*Direction:* Show each line of the entries below that contains the word "palm", copied without changes.

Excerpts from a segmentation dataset
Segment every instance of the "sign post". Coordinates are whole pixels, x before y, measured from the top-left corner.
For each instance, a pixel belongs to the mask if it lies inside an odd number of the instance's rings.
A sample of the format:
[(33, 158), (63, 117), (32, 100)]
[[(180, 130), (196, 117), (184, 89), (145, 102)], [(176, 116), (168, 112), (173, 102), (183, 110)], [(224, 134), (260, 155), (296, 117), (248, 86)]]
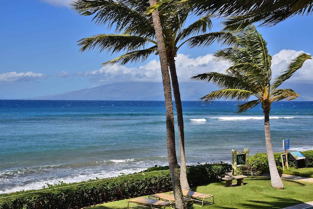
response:
[[(289, 167), (288, 167), (288, 158), (287, 157), (287, 156), (288, 156), (288, 149), (289, 149), (289, 139), (283, 140), (283, 148), (285, 150), (285, 154), (284, 155), (284, 156), (283, 156), (283, 155), (282, 155), (281, 156), (282, 163), (283, 164), (283, 169), (285, 170), (285, 168), (284, 167), (284, 163), (285, 163), (285, 166), (287, 167), (287, 169), (289, 170)], [(283, 157), (284, 159), (283, 159)], [(285, 161), (284, 160), (286, 160), (286, 161)]]

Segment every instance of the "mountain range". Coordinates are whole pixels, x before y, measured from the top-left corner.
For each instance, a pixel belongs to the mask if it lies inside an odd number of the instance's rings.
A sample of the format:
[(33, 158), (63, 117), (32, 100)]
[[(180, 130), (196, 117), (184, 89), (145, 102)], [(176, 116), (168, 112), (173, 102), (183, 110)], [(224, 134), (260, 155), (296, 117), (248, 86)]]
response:
[[(313, 101), (312, 84), (289, 83), (282, 88), (291, 88), (300, 94), (299, 101)], [(206, 82), (181, 82), (179, 83), (182, 101), (199, 100), (216, 87)], [(68, 93), (32, 97), (41, 100), (164, 100), (163, 85), (156, 82), (120, 82), (103, 85)]]

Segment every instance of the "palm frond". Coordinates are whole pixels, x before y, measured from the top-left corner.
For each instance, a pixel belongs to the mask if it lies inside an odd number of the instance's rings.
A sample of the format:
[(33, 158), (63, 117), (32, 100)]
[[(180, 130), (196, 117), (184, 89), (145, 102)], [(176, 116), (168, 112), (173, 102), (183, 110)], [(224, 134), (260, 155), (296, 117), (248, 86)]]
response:
[(251, 86), (249, 83), (246, 82), (245, 78), (240, 75), (209, 72), (192, 77), (191, 79), (207, 82), (211, 82), (221, 88), (242, 89), (253, 92), (253, 86)]
[(249, 109), (254, 108), (257, 105), (258, 105), (261, 101), (259, 99), (256, 99), (255, 100), (249, 101), (244, 104), (238, 105), (238, 113), (243, 113), (248, 110)]
[(172, 4), (179, 9), (189, 10), (201, 15), (246, 16), (249, 17), (250, 24), (260, 23), (268, 26), (295, 15), (313, 13), (313, 0), (160, 0), (157, 4), (161, 9), (166, 9), (167, 6)]
[(184, 39), (192, 34), (198, 34), (200, 32), (204, 33), (208, 29), (210, 30), (212, 26), (211, 18), (211, 16), (208, 15), (197, 20), (182, 30), (179, 37)]
[(302, 53), (295, 59), (291, 61), (291, 64), (288, 66), (287, 70), (284, 72), (284, 73), (277, 77), (275, 79), (272, 84), (273, 89), (278, 88), (284, 81), (288, 79), (291, 75), (299, 70), (303, 63), (309, 59), (312, 59), (312, 56), (304, 53)]
[(120, 63), (122, 65), (131, 62), (137, 63), (139, 62), (144, 62), (153, 53), (157, 51), (156, 46), (155, 46), (147, 49), (139, 50), (127, 53), (116, 58), (103, 63), (103, 65), (113, 65)]
[(283, 99), (291, 100), (299, 97), (299, 94), (290, 89), (277, 89), (272, 93), (272, 101), (278, 101)]
[(126, 34), (100, 34), (85, 38), (78, 41), (81, 46), (81, 52), (98, 48), (99, 52), (104, 50), (112, 53), (122, 50), (130, 51), (144, 47), (147, 43), (156, 43), (149, 39)]
[(236, 37), (229, 32), (216, 32), (194, 36), (187, 41), (190, 47), (208, 46), (214, 41), (222, 45), (236, 44)]
[(146, 34), (150, 37), (154, 35), (152, 21), (148, 16), (120, 2), (112, 0), (76, 0), (71, 5), (81, 15), (93, 16), (92, 21), (96, 24), (106, 25), (110, 29), (114, 26), (117, 32), (133, 31), (133, 35)]
[(236, 99), (237, 100), (247, 100), (253, 93), (249, 91), (240, 89), (222, 89), (211, 92), (201, 97), (201, 99), (205, 102), (213, 101), (224, 98), (225, 99)]

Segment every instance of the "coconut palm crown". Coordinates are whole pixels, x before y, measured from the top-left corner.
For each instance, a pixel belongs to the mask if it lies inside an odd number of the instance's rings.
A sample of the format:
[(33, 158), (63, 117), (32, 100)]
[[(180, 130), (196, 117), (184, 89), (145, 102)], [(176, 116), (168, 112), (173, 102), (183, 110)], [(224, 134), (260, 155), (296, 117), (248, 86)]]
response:
[[(210, 72), (192, 78), (211, 82), (219, 88), (219, 90), (201, 98), (205, 101), (222, 98), (246, 101), (238, 105), (239, 113), (262, 104), (265, 115), (265, 139), (271, 186), (273, 188), (283, 189), (284, 185), (276, 167), (270, 138), (269, 116), (271, 105), (274, 101), (290, 100), (299, 96), (291, 89), (278, 87), (312, 57), (305, 53), (300, 54), (292, 61), (287, 70), (272, 82), (272, 58), (268, 54), (266, 42), (255, 27), (249, 25), (233, 33), (236, 37), (236, 46), (220, 50), (215, 54), (218, 59), (231, 63), (225, 73)], [(253, 96), (255, 99), (247, 101)]]
[(272, 26), (296, 15), (313, 13), (313, 0), (160, 0), (153, 9), (167, 10), (169, 5), (201, 15), (231, 16), (227, 27), (233, 29), (257, 22)]
[[(81, 51), (97, 49), (100, 52), (125, 53), (103, 63), (103, 65), (144, 61), (157, 53), (155, 28), (147, 9), (147, 0), (77, 0), (72, 3), (74, 9), (82, 15), (92, 15), (92, 19), (100, 25), (115, 28), (119, 33), (98, 34), (79, 41)], [(184, 137), (181, 102), (175, 58), (184, 44), (191, 46), (208, 46), (214, 40), (224, 42), (231, 37), (227, 32), (206, 33), (212, 26), (209, 15), (202, 17), (184, 27), (189, 13), (186, 10), (172, 8), (170, 12), (159, 13), (167, 61), (170, 69), (173, 91), (177, 112), (180, 151), (180, 181), (183, 188), (189, 189), (184, 155)], [(200, 35), (199, 35), (200, 34)]]

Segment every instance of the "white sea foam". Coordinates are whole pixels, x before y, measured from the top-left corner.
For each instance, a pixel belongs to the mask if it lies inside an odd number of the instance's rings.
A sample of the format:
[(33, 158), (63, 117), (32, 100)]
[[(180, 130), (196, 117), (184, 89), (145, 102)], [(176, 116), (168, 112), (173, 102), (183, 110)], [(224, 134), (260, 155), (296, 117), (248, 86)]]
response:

*Response to this exercise:*
Segment every instance of the "palm frond". Coordinates are whole pixels, x before y, measured from the top-left corner.
Segment every instance of the "coconut palm crown". Coordinates are whole pixels, x before y, measured from the top-left corner.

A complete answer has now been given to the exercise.